Goal =>
Treat the line containing "of the asphalt" as the first line and the final line of the material below as the last; reproduce that range exactly.
----------
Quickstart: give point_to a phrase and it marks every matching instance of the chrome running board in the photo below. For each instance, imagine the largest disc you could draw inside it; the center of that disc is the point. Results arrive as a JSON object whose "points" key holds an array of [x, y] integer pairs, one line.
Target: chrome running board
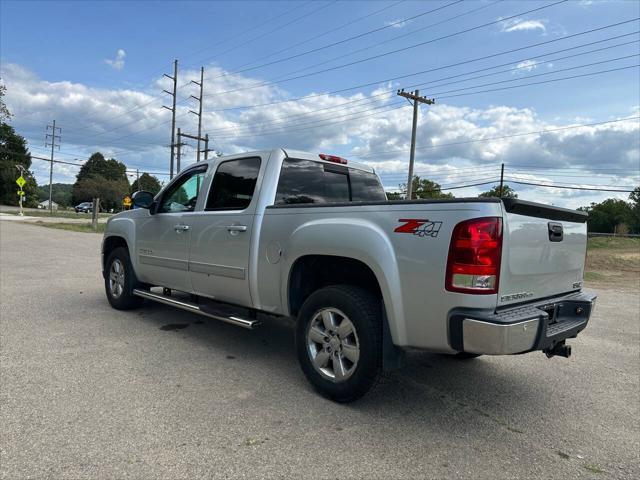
{"points": [[195, 308]]}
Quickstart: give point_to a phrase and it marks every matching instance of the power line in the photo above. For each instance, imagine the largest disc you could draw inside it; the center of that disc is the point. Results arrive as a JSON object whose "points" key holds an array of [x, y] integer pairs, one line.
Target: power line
{"points": [[355, 62], [502, 137], [393, 39], [417, 73], [320, 35], [378, 97], [463, 62], [345, 40], [571, 188], [331, 123]]}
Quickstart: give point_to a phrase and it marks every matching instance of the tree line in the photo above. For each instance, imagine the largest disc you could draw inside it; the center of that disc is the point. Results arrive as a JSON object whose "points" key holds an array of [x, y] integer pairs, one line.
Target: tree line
{"points": [[612, 215], [107, 179], [98, 176]]}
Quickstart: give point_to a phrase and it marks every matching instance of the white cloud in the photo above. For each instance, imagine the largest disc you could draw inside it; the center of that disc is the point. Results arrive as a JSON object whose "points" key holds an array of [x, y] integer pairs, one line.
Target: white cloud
{"points": [[519, 25], [397, 23], [118, 62], [527, 65], [131, 125]]}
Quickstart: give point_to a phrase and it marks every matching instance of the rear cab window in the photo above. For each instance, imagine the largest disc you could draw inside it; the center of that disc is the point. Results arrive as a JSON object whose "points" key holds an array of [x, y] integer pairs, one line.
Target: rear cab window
{"points": [[308, 181], [233, 184]]}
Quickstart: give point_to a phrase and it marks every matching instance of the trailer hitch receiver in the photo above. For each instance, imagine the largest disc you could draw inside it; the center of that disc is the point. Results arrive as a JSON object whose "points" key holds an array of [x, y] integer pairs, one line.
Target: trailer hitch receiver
{"points": [[560, 349]]}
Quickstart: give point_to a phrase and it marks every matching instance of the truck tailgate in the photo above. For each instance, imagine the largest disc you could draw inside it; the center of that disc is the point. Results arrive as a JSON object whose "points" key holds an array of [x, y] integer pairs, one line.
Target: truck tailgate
{"points": [[543, 251]]}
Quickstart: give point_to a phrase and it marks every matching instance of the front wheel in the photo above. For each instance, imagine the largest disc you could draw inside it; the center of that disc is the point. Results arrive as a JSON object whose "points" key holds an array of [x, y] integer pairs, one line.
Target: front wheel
{"points": [[120, 280], [339, 341]]}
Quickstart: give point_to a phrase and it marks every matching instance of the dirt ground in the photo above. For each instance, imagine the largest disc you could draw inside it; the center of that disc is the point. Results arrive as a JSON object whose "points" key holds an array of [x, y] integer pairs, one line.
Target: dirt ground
{"points": [[613, 262]]}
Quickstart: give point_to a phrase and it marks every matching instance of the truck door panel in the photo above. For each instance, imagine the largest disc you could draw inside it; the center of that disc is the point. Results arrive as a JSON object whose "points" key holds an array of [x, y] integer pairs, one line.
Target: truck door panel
{"points": [[220, 239]]}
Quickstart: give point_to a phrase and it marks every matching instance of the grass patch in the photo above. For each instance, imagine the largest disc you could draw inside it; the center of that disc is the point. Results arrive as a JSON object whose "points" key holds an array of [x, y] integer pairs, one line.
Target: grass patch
{"points": [[591, 276], [74, 227], [613, 243]]}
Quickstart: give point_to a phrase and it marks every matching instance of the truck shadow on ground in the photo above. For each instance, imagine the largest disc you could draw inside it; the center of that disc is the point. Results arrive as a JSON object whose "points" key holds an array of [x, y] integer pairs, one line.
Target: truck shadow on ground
{"points": [[428, 387]]}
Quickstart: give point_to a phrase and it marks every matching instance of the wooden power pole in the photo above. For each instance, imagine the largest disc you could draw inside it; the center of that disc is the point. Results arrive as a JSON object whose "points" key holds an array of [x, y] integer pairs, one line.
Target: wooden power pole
{"points": [[199, 113], [415, 99], [51, 138], [174, 78]]}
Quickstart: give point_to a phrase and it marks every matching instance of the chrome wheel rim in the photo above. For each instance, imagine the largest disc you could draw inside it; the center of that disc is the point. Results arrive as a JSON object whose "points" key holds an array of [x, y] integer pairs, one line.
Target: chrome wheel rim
{"points": [[332, 343], [116, 278]]}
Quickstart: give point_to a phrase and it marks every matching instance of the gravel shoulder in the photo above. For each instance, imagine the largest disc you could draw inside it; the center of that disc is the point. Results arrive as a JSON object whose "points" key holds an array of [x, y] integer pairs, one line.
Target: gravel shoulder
{"points": [[90, 392]]}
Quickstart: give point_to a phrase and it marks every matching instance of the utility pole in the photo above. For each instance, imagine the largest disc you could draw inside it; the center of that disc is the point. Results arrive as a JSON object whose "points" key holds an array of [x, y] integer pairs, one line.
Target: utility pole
{"points": [[51, 137], [179, 151], [173, 112], [199, 113], [415, 99]]}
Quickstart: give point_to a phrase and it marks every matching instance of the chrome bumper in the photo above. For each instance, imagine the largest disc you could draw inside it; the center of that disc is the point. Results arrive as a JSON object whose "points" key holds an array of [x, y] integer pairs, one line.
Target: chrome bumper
{"points": [[496, 339], [536, 325]]}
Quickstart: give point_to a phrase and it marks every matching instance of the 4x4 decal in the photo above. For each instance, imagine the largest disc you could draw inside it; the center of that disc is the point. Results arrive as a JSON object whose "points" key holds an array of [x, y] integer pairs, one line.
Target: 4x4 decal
{"points": [[420, 227]]}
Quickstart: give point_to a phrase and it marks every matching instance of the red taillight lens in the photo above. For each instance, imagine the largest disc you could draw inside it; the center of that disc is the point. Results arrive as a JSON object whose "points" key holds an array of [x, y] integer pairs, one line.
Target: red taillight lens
{"points": [[473, 265]]}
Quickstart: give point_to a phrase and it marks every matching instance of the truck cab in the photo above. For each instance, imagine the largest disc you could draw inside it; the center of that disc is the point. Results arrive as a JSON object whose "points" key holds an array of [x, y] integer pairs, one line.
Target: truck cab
{"points": [[247, 237]]}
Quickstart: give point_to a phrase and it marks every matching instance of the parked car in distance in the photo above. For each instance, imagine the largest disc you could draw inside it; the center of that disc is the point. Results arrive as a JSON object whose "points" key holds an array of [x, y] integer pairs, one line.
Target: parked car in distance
{"points": [[285, 233], [84, 207]]}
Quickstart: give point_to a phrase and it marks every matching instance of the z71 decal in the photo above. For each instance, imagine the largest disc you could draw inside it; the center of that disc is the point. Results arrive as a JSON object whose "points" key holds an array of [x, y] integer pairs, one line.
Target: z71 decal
{"points": [[420, 227]]}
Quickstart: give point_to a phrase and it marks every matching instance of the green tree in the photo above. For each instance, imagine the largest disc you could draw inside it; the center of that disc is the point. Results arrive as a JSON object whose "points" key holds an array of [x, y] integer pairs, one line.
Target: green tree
{"points": [[14, 152], [507, 192], [148, 183], [5, 114], [608, 215], [423, 188], [394, 196], [634, 213], [106, 179], [61, 193]]}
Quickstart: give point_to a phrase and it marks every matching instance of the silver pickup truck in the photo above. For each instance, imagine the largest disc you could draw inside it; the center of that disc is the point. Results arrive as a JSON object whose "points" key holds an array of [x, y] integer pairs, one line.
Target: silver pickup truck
{"points": [[247, 237]]}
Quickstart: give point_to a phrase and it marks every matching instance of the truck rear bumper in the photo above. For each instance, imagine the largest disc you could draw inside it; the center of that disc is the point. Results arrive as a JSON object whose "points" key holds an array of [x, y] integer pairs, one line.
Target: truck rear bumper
{"points": [[538, 325]]}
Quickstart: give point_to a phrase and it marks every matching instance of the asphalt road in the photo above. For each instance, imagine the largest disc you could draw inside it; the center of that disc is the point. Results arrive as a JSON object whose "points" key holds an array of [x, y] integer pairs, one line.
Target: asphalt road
{"points": [[90, 392]]}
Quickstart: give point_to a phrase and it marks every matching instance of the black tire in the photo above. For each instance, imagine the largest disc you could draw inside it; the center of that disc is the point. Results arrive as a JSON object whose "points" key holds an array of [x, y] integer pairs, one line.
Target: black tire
{"points": [[125, 300], [364, 311]]}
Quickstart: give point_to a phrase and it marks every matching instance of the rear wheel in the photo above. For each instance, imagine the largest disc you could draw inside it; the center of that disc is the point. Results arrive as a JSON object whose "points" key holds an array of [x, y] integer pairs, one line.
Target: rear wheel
{"points": [[120, 280], [339, 341]]}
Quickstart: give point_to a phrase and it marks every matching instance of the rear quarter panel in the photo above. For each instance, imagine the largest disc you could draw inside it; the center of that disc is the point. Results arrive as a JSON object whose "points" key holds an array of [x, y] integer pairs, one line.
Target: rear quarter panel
{"points": [[410, 268]]}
----------
Solution =>
Quickstart: give point_to a phrase and it marks every matching instance of the asphalt road in the photo above. For each instance, imagine the largest disc you could draw inside it; the center of that disc is the point. Results arrive as a JSON object whose "points" key holds an array of [x, y] integer pairs, one line.
Target: asphalt road
{"points": [[90, 392]]}
Quickstart: give point_to a phrase and it marks every matching instance of the black tire in the photo above. For each instance, imagine the largest disc you could draw inside it; the center of that disc is the point. Results arrive as a JSON object whose "points" key holds an array of [x, y] integer pairs, one line.
Target: black tire
{"points": [[125, 300], [364, 311]]}
Quickstart: give point_to a phrase and it marks every matching instance of the rear wheel in the photo above. For each instance, imagine the largest disc you could draw inside it; the center of that disc is the point. Results arrive as a JSON object whose "points" key holds an array of [x, y] integer pairs, one line.
Target: rear wheel
{"points": [[120, 280], [339, 341]]}
Quickstart: give point_to a phrase and it marks every matching instance of the rear quarter panel in the photo above. For each instance, imagine the largest disc you could draw inside it; the center of that disc is the point. Results arrive as a JSON object whose "points" key holds an array of [x, y] integer pairs, one line.
Target: rear quarter panel
{"points": [[410, 268]]}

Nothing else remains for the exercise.